*WHAT THE EXERCISE ASKS*
Which lines run from the one containing "of the shirt" to the end of the entries? Quote them exactly, and nothing else.
─── AVAILABLE RECORDS ───
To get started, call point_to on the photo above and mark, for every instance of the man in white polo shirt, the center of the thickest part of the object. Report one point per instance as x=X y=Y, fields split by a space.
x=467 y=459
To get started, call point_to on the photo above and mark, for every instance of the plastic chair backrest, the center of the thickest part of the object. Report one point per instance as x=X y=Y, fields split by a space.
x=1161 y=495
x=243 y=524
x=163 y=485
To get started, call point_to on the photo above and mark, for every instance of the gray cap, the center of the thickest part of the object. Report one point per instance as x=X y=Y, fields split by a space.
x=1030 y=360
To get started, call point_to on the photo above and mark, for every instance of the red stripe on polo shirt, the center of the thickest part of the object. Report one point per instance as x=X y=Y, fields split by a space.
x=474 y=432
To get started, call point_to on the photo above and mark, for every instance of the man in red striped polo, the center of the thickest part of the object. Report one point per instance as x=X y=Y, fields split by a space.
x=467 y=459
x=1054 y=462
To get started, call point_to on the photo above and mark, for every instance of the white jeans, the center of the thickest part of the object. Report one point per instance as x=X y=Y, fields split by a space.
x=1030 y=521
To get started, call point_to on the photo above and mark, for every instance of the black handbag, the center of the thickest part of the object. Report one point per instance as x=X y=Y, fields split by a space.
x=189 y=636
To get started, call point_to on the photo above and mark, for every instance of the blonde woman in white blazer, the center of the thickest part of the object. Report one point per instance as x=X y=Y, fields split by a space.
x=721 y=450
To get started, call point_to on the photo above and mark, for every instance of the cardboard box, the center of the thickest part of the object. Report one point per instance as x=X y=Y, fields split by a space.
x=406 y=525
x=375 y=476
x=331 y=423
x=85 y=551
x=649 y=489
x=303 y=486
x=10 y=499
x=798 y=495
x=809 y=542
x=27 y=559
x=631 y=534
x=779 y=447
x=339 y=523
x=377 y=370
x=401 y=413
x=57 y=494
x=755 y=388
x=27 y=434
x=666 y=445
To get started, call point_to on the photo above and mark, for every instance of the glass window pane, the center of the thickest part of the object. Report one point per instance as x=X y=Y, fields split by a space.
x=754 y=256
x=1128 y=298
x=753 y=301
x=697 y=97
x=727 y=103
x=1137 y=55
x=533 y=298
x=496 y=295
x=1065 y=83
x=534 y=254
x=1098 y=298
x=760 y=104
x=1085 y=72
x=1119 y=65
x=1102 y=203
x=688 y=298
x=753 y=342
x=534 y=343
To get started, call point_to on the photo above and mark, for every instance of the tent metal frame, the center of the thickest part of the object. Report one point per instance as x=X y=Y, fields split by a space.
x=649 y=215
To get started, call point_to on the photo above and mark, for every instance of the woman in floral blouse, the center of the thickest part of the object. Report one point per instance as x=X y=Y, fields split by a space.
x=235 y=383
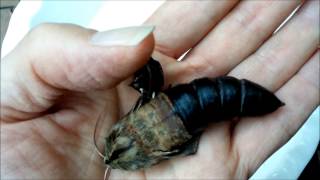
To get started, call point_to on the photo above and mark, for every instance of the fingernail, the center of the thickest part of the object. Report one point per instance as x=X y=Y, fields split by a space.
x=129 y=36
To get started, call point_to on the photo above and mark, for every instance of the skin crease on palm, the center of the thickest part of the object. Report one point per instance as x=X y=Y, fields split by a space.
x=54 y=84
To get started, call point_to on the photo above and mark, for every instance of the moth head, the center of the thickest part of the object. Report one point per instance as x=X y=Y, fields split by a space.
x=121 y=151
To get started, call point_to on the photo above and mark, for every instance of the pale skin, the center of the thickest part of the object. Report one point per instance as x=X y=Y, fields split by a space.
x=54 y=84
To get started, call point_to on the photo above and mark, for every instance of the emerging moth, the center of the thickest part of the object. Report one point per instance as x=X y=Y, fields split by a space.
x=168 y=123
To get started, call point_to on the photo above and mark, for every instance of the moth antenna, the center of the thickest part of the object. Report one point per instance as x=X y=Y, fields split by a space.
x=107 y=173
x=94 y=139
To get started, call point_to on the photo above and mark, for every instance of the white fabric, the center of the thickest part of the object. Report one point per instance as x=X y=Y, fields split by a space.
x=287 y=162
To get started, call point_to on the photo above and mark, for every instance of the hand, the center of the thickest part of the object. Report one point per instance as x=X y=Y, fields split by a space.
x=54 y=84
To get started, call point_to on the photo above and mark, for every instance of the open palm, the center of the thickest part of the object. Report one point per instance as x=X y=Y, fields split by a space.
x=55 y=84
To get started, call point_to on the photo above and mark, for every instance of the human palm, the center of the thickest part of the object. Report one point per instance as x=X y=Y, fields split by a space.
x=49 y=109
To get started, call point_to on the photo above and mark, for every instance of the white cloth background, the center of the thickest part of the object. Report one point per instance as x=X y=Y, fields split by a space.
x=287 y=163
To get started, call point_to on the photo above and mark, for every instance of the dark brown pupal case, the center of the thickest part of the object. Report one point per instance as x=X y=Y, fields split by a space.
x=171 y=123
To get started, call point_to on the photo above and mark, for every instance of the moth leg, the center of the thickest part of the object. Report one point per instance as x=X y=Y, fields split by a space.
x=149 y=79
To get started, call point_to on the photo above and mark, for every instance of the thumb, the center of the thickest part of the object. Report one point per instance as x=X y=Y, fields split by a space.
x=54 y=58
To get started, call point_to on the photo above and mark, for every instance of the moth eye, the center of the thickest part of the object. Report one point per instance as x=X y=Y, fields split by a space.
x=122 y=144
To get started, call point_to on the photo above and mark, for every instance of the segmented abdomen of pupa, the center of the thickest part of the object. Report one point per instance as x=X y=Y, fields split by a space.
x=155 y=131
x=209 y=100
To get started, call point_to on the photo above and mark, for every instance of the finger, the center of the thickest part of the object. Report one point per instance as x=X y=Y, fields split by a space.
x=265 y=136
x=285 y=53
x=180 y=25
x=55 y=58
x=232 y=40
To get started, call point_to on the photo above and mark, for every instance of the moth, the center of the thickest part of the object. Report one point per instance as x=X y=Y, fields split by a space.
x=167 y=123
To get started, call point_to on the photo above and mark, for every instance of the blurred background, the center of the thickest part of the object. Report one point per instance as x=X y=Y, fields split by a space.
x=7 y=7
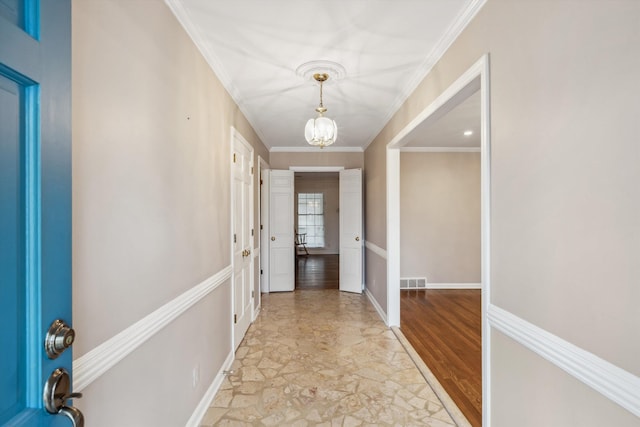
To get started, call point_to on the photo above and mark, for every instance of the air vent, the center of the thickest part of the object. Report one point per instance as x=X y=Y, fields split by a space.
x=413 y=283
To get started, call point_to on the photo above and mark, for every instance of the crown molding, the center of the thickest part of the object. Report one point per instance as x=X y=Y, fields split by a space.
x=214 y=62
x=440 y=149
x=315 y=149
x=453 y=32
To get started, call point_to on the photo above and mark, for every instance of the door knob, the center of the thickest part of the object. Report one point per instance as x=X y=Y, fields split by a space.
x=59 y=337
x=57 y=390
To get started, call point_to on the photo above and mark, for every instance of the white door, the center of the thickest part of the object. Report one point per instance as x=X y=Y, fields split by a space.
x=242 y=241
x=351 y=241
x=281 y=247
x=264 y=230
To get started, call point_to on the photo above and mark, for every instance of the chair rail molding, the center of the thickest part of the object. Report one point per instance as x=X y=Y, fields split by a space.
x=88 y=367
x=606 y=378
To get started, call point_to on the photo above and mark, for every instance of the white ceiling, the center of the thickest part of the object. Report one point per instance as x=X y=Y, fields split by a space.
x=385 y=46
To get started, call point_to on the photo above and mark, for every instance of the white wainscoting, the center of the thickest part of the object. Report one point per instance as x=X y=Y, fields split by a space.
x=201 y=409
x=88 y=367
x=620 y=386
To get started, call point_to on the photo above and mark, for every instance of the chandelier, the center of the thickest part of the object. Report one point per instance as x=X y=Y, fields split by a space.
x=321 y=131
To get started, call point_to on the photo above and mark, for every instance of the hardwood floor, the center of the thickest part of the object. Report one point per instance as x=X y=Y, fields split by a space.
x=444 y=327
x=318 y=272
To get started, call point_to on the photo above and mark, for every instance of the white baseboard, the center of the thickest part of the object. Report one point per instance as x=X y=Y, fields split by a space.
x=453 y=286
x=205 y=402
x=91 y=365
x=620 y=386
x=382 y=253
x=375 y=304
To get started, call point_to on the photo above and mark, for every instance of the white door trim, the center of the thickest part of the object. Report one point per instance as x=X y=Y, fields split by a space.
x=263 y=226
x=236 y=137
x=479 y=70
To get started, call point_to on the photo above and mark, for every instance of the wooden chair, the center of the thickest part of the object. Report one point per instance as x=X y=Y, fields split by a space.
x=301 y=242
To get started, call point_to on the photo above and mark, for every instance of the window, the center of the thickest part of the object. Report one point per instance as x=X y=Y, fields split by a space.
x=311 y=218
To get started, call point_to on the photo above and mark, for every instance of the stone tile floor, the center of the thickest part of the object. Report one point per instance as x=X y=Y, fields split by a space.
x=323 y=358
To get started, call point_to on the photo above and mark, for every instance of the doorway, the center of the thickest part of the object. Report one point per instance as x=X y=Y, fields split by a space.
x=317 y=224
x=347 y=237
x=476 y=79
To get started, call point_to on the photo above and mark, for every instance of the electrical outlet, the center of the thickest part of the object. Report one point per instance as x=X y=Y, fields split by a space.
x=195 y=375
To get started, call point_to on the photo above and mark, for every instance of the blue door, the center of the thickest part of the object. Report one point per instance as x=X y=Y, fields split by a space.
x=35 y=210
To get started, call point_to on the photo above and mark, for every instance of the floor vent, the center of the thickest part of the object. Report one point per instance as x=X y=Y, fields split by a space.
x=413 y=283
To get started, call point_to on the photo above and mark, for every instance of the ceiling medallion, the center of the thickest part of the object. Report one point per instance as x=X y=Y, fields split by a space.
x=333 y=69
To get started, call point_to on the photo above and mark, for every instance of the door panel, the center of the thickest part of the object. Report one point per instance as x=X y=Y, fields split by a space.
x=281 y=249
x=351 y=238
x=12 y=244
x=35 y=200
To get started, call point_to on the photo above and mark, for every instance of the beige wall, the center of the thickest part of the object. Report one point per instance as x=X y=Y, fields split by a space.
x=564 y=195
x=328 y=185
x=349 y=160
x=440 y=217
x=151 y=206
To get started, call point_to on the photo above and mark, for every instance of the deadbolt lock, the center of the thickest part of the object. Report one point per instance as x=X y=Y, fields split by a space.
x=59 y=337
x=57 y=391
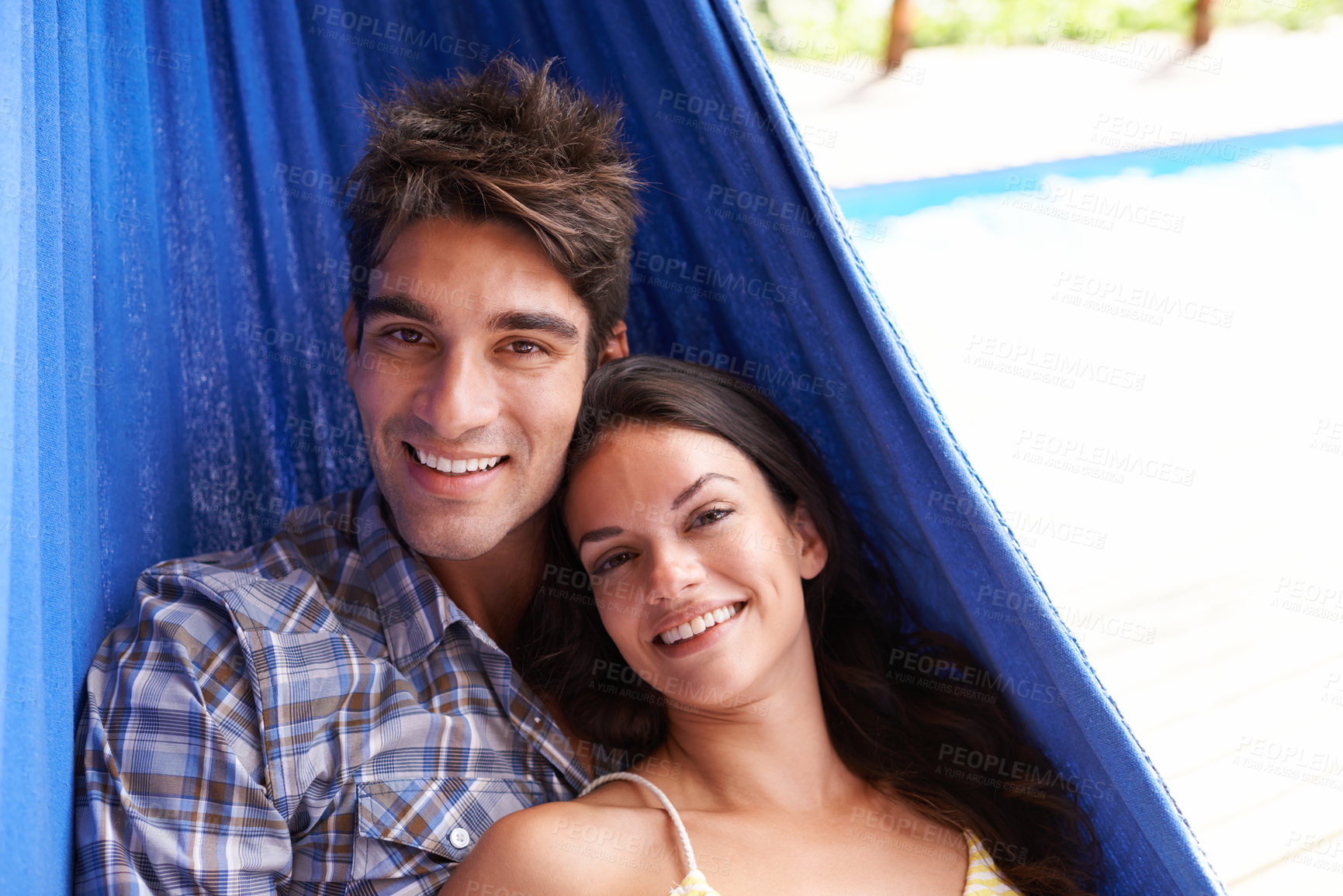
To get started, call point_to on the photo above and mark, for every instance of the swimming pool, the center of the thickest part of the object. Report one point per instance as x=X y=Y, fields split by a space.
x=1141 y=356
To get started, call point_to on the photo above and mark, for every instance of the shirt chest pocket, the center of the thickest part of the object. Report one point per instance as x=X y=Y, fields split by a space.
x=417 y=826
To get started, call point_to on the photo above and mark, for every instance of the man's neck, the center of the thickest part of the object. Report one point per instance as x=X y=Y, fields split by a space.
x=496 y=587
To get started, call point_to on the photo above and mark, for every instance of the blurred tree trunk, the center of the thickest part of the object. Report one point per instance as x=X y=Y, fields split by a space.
───
*RESULT OF THE EXERCISE*
To get started, call point_to on the photo above and mark, for every instance of the shirt chest pocket, the center of the thickest part of the object. Report one point per instance as x=X y=Y, fields split by a space.
x=417 y=826
To get started, call point_to on the photo above and mark, for every instance of the man's neck, the center of the thickest part of the object. Report one point per instance as x=X y=Y, fields split by a space.
x=496 y=587
To get started, call point_to on the photo above and mark, for every instance of the blurred tree trunk, the center of the thickest part of the object. Report one point per instance as x=X y=Y, fields split by a space.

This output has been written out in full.